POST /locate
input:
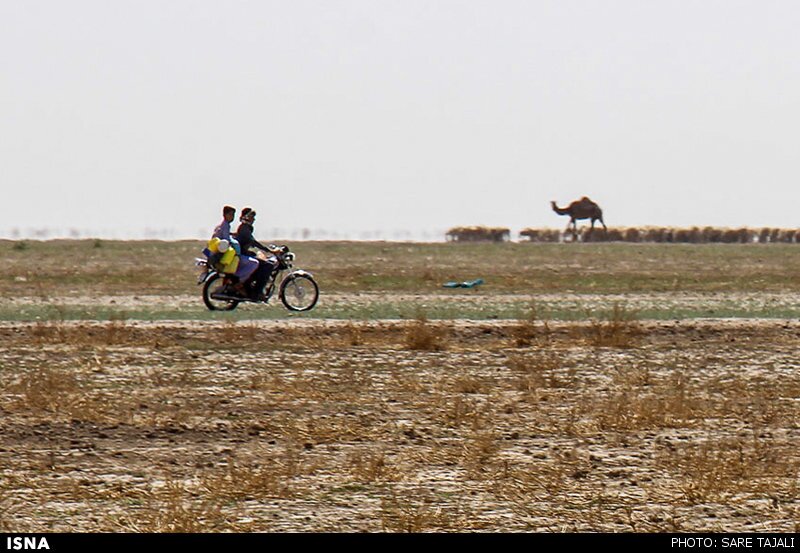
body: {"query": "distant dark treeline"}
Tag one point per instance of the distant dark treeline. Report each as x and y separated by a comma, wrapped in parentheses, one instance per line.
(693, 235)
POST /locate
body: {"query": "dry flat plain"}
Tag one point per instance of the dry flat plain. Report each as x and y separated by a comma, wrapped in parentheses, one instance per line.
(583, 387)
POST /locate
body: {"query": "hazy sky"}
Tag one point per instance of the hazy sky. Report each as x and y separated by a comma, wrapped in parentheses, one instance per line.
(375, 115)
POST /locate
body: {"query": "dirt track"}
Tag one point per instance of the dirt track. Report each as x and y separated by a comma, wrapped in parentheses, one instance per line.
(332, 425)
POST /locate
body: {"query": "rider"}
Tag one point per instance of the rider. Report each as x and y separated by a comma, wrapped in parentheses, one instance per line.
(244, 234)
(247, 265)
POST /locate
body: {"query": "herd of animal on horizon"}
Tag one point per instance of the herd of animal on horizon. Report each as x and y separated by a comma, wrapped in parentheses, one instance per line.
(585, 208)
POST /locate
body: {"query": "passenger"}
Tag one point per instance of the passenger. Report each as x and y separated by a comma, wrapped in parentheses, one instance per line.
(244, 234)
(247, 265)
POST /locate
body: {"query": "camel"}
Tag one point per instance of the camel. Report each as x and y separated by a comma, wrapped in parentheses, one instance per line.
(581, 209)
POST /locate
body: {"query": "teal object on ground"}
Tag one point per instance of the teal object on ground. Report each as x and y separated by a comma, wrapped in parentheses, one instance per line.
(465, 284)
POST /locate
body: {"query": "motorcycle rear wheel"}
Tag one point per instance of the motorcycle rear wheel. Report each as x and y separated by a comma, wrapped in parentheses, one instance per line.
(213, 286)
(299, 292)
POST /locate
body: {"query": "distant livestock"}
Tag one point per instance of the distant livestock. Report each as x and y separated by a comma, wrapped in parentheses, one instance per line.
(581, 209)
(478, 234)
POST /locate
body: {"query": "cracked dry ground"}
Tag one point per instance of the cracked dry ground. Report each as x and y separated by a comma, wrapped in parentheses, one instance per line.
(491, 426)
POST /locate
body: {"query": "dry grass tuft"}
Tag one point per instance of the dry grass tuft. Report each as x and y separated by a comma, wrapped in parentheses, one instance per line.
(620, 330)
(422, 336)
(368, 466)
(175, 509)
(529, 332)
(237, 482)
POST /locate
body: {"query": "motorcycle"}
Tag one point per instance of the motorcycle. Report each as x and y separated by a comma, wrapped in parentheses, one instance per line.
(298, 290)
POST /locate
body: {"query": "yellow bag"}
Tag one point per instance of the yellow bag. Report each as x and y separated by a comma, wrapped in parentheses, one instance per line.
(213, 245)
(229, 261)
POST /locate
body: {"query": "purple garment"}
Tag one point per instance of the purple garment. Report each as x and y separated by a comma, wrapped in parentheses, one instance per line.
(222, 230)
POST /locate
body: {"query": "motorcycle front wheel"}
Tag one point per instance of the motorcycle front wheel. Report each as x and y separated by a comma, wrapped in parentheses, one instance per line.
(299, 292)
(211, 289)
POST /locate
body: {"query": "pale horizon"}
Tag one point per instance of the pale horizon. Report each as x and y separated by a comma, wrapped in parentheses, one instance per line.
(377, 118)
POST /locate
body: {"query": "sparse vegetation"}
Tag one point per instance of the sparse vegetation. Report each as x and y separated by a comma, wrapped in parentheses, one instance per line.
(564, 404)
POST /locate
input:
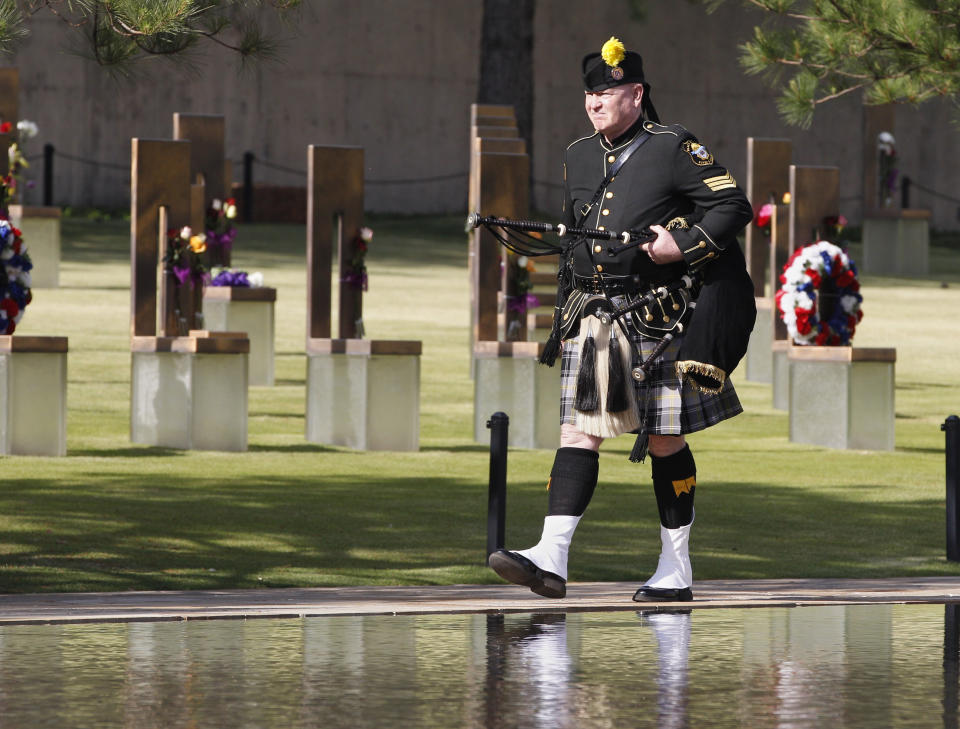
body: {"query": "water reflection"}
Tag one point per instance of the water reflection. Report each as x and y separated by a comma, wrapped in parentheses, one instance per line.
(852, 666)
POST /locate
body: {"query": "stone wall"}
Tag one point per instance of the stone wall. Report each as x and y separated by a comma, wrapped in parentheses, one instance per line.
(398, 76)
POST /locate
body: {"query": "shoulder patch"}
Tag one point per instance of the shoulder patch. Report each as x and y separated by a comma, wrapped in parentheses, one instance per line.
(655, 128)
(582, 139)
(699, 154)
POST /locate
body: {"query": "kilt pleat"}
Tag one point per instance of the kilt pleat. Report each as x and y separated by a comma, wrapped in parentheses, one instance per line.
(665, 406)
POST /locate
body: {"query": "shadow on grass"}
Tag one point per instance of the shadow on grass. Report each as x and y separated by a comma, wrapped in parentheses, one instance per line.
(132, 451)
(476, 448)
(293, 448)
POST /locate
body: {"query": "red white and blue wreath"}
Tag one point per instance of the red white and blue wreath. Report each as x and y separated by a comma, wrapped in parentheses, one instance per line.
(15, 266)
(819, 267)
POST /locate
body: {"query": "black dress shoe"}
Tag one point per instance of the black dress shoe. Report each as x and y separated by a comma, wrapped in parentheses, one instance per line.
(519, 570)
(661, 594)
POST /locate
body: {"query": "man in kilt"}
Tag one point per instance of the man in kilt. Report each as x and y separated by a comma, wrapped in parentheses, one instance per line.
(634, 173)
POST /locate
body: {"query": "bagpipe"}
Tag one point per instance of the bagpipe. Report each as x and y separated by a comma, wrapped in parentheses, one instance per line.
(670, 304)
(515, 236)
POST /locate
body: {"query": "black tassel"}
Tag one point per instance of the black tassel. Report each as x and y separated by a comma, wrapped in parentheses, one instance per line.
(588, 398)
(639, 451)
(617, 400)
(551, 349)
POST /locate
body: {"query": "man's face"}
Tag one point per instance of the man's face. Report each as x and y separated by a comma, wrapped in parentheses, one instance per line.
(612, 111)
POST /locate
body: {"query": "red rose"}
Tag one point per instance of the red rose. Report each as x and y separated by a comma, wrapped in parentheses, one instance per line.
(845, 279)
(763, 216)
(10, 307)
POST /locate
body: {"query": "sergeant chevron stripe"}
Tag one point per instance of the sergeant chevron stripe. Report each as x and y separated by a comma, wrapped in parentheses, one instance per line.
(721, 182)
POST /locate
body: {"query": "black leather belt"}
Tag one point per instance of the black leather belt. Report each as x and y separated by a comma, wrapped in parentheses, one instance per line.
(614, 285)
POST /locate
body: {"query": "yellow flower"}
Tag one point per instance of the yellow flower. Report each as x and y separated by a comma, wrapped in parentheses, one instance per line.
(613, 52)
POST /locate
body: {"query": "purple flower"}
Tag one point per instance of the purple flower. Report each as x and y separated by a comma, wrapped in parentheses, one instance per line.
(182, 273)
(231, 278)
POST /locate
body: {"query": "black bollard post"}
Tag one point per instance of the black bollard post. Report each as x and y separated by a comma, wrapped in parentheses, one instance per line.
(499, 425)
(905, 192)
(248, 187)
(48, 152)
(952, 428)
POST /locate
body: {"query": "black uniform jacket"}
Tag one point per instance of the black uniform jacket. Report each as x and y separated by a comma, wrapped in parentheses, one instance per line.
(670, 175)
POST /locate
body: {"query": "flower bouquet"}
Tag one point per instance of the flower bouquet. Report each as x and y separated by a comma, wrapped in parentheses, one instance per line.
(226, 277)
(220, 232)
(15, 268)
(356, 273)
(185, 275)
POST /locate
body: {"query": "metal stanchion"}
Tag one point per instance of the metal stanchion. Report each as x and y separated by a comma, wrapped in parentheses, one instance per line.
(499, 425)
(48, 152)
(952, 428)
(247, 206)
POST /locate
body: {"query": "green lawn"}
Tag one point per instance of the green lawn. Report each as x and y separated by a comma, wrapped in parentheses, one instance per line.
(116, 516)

....

_Task objective_. Show every line of the material above that contains the string "rose", matching case exactly.

_Exercise output_.
body: {"query": "red rose"}
Tag one point per instance of the red rose. Report each as x and y separated by a comma, wrapped in parentheses, one instance per line.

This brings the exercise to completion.